Listed records >>
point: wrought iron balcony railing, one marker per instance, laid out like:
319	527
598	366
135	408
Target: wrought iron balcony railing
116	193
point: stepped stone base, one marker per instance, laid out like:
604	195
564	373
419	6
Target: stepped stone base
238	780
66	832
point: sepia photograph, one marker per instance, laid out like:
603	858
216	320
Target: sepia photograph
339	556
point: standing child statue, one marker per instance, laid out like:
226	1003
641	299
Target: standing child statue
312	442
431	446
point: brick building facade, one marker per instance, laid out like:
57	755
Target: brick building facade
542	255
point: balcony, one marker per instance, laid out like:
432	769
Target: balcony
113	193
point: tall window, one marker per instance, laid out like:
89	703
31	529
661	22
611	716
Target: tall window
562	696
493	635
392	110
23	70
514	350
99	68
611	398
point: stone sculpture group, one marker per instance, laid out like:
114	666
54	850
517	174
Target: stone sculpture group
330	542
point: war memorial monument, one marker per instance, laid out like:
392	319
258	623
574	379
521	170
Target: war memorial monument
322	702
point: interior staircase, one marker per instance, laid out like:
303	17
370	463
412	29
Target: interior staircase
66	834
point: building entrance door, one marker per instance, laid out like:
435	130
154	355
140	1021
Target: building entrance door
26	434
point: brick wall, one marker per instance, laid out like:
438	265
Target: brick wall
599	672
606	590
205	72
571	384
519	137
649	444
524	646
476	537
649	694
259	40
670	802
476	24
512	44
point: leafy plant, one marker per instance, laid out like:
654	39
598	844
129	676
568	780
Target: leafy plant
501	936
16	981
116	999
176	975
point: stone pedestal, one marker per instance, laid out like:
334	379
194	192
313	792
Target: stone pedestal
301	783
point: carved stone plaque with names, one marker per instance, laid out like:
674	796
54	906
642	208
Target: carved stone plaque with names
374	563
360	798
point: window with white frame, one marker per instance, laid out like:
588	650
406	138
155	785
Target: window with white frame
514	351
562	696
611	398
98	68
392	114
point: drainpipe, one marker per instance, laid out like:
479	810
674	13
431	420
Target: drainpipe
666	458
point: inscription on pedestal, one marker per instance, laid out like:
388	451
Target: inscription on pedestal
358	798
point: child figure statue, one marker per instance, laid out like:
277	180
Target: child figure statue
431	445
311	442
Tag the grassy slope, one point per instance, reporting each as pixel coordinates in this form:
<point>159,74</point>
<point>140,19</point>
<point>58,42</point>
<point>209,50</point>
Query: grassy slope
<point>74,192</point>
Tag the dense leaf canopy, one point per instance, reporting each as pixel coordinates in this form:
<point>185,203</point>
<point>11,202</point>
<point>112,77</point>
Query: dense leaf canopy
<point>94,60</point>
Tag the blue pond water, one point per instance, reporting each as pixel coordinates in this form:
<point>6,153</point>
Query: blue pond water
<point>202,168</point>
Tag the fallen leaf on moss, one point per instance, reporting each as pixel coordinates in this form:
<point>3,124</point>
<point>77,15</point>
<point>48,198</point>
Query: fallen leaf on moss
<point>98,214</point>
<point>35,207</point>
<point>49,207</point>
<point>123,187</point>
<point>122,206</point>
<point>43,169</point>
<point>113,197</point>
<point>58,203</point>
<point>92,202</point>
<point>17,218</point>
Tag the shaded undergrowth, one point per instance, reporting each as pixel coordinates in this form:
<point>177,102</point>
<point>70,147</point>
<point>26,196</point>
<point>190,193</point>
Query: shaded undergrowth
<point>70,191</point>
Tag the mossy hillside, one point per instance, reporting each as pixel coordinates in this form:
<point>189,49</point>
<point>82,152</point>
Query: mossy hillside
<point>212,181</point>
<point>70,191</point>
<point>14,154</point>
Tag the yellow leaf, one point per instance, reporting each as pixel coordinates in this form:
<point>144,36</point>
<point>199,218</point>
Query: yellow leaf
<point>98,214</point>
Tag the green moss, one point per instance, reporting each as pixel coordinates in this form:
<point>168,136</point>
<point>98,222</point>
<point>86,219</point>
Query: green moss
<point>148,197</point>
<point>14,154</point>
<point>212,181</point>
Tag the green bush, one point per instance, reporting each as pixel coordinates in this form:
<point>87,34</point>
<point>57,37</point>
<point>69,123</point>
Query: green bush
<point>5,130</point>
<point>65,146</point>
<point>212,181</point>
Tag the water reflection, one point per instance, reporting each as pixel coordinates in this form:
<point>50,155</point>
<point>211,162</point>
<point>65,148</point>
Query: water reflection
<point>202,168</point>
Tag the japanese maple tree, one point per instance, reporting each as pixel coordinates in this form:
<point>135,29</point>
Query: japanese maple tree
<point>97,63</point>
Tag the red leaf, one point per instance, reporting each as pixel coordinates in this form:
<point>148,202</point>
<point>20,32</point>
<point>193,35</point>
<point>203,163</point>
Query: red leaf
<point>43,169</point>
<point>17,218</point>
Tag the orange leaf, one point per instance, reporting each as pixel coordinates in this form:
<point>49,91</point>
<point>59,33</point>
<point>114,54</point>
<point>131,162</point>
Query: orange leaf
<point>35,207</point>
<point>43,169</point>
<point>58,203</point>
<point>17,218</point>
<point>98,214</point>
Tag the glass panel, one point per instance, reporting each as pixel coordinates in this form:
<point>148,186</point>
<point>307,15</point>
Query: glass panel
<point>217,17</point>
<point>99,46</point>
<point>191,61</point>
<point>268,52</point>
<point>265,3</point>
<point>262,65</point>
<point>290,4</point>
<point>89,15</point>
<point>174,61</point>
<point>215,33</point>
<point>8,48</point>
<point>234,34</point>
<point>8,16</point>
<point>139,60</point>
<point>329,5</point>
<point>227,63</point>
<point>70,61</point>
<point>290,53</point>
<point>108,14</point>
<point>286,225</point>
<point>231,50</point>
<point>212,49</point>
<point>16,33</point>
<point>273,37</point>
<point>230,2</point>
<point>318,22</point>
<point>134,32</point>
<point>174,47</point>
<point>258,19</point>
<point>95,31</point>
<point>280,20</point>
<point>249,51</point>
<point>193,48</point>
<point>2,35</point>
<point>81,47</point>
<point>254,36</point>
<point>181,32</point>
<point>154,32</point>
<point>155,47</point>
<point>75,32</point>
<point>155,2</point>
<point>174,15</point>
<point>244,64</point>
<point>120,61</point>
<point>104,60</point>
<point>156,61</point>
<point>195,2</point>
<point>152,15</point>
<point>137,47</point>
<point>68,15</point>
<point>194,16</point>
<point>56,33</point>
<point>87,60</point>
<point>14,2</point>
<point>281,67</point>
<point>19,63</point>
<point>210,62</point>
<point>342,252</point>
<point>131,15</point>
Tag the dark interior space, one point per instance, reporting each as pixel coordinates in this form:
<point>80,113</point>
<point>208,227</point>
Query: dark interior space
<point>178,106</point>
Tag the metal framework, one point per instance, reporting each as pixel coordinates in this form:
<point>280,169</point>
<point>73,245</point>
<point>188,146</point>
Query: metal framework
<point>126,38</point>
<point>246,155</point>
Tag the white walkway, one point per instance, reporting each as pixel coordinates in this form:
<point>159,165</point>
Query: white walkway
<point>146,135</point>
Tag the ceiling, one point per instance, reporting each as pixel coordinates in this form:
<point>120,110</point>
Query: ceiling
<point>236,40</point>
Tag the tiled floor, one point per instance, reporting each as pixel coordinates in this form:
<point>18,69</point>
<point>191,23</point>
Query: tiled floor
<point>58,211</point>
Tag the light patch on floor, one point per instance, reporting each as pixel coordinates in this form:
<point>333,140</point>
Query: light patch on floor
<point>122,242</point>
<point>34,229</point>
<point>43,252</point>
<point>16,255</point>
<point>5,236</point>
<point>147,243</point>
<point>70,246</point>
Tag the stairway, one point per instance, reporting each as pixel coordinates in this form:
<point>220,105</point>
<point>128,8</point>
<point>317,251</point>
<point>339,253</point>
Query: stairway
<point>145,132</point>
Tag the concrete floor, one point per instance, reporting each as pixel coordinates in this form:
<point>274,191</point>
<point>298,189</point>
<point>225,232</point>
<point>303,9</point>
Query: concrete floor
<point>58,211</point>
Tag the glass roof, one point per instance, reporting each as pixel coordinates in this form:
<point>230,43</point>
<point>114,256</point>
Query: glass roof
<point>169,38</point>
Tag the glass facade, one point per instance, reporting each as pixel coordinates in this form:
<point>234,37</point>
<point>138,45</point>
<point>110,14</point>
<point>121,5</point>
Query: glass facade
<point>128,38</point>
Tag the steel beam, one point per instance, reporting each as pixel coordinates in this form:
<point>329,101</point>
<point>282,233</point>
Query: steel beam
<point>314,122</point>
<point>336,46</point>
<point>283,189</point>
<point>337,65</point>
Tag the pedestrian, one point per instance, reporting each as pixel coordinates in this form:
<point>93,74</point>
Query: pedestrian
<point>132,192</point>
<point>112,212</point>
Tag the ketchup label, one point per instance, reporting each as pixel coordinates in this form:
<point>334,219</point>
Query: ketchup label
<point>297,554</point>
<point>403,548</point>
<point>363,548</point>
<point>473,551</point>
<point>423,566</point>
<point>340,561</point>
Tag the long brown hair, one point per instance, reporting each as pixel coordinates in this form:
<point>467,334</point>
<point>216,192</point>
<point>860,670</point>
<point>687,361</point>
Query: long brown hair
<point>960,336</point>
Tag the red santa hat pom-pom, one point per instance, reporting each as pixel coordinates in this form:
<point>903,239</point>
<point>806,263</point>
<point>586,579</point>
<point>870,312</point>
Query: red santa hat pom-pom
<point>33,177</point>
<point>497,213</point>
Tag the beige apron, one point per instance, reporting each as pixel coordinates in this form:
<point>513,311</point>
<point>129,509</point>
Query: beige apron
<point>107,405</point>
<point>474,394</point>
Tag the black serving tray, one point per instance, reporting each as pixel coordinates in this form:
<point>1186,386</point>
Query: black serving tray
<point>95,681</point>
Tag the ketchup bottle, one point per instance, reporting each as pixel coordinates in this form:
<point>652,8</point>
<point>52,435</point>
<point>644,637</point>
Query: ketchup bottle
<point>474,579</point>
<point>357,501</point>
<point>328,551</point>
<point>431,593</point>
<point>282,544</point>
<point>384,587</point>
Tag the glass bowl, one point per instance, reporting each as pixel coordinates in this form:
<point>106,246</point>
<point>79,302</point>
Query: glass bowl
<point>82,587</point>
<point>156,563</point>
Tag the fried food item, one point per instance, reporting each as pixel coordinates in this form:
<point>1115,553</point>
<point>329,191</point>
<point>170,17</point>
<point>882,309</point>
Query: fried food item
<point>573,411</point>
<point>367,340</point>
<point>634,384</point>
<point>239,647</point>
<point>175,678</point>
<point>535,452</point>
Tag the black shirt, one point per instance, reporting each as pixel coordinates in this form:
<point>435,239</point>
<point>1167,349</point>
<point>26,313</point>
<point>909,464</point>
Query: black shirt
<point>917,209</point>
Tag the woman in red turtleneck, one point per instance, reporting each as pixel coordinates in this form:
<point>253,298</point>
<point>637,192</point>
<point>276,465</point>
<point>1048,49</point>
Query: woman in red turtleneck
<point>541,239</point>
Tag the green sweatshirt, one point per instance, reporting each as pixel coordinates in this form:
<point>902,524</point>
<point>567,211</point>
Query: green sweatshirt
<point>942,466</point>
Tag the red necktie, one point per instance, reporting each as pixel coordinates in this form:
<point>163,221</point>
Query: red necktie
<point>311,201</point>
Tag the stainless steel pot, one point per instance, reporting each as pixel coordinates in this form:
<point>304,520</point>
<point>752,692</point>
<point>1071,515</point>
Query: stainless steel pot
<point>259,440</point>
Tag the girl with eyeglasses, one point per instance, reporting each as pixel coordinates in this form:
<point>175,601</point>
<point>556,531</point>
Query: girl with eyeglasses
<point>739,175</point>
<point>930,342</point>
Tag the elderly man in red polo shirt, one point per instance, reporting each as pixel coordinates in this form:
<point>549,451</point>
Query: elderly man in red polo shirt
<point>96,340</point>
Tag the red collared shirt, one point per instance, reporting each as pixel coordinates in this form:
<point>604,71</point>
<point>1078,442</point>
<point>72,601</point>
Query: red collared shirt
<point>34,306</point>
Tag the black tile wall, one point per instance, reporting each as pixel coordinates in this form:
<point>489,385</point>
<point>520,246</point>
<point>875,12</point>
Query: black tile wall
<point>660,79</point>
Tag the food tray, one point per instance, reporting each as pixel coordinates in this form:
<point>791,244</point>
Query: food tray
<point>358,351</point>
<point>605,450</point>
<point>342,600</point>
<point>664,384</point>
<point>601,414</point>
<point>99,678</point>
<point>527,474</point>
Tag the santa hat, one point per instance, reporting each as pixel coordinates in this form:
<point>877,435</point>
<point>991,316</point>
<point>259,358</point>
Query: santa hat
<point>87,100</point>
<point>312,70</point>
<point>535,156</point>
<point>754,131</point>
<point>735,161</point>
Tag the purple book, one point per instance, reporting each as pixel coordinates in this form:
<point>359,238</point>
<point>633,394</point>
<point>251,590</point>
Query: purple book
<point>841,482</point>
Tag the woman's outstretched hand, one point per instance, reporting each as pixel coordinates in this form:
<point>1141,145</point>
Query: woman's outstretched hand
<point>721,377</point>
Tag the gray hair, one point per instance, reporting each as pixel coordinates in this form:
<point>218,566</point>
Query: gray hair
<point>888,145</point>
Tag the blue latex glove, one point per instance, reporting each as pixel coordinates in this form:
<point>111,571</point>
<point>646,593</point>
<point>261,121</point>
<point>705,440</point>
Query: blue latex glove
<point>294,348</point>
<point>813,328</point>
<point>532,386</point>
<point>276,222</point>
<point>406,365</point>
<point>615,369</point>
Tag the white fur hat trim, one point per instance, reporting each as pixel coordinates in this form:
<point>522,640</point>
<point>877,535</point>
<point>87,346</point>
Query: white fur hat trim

Exercise brief >>
Return word for word the lines above from the line with "Query: grassy slope" to the line with "Tag the yellow", including both and leaving out all others.

Answer to the exercise >>
Query: grassy slope
<point>74,192</point>
Tag the dense leaf canopy, one point per instance, reporting each as pixel coordinates in this form:
<point>185,203</point>
<point>11,202</point>
<point>112,77</point>
Query: dense leaf canopy
<point>94,60</point>
Tag the blue pond water, one point per instance, reporting each as pixel coordinates in this form:
<point>6,153</point>
Query: blue pond water
<point>202,168</point>
Tag the fallen leaf on moss, one point per instance, reporting each as pixel coordinates in this form:
<point>3,124</point>
<point>77,15</point>
<point>48,198</point>
Query: fallen leaf on moss
<point>98,214</point>
<point>35,207</point>
<point>49,207</point>
<point>123,187</point>
<point>122,206</point>
<point>43,169</point>
<point>113,197</point>
<point>58,203</point>
<point>92,202</point>
<point>17,218</point>
Tag the shaded undergrowth, one point per instance, reporting each as pixel coordinates in this form:
<point>177,102</point>
<point>70,147</point>
<point>26,196</point>
<point>190,193</point>
Query: shaded undergrowth
<point>70,191</point>
Tag the mossy hillside, one point per instance, reporting each as pixel coordinates in this form:
<point>189,49</point>
<point>82,152</point>
Query: mossy hillside
<point>212,181</point>
<point>70,191</point>
<point>14,154</point>
Tag the yellow leaf, one point per instance, reporting each as pixel coordinates in this form:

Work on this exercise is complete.